This causes any process that is started by bonobo-activation-server to have a stale environment, and hence not be able to use the session bus correctly.

Response from applications varies from silent failure, to error dialogues and process crashes.

Affected Software:
 • Inhibit Applet
 • Music Applet
 • Cohoba
 • Keyboard indicator

-- Original --

I had just made some changes to my xorg.conf, logged out, killed the X server and logged back in to find that my keyboard indicator applet and music applet failed to work properly. The keyboard indicator wouldn't load at all, and I got the (scary) dialog with the "Don't Delete" and "Delete" buttons. When I attempted to launch rhyhtmbox using the music applet, nothing happened. I logged out again, killed the X server again, and logged back in. Same result. I logged out one more time, killed the X server, switch to a terminal and did a "ps axu |grep burner". I saw an evolution data server process and bonobo-activation-server running. I killed the bonobo-activation-server process, logged in, and all was back to normal.

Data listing
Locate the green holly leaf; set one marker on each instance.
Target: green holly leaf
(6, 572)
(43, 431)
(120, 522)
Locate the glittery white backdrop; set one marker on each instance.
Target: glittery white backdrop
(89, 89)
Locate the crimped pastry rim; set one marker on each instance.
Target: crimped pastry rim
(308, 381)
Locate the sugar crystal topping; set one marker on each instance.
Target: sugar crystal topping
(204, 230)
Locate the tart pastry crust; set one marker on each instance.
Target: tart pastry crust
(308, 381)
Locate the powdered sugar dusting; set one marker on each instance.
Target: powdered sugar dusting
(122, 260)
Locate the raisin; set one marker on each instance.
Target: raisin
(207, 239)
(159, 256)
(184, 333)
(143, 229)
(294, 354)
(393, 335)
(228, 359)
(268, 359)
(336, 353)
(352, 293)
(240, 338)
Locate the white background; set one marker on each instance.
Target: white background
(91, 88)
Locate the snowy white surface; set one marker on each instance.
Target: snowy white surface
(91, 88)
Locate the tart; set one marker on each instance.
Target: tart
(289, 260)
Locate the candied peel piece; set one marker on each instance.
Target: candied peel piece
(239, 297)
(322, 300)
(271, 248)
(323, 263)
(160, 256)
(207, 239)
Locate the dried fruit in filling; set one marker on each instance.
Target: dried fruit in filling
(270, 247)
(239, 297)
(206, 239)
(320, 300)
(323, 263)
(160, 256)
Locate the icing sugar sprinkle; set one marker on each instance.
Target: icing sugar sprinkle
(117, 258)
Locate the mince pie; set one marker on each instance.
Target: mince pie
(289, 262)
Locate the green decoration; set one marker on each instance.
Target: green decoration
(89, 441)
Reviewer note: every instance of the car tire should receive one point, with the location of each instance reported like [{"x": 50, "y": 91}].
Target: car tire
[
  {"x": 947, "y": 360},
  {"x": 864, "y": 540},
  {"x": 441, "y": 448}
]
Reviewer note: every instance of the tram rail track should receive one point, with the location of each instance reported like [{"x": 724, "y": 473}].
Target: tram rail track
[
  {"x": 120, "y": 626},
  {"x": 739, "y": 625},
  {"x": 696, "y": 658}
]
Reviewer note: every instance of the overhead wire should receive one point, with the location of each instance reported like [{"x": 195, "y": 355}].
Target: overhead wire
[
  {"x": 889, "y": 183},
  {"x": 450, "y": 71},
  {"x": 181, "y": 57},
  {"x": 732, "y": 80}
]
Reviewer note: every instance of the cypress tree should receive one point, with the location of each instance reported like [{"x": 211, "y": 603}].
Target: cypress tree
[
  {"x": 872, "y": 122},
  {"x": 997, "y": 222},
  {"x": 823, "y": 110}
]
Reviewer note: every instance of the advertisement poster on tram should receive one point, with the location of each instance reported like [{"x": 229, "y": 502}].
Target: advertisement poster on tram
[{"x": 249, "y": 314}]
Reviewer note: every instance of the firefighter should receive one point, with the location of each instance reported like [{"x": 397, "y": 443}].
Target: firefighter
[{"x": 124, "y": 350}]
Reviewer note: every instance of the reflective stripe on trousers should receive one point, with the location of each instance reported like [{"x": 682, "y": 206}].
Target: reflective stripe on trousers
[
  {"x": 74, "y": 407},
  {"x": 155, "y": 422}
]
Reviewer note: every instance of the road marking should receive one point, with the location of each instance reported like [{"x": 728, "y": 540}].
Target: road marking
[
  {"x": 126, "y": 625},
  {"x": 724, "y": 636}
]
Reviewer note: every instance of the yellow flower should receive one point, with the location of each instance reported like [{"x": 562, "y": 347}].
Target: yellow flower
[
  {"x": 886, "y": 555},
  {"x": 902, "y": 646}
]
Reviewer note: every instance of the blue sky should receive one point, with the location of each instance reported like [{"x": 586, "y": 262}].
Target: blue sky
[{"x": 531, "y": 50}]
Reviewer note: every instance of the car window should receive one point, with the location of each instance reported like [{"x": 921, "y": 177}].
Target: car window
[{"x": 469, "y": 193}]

WHAT IS NEEDED: In the bug report, which process did the writer kill before logging in again and finding everything back to normal? Please answer briefly. This material comes from a separate source.

TASK ANSWER: The bonobo-activation-server process.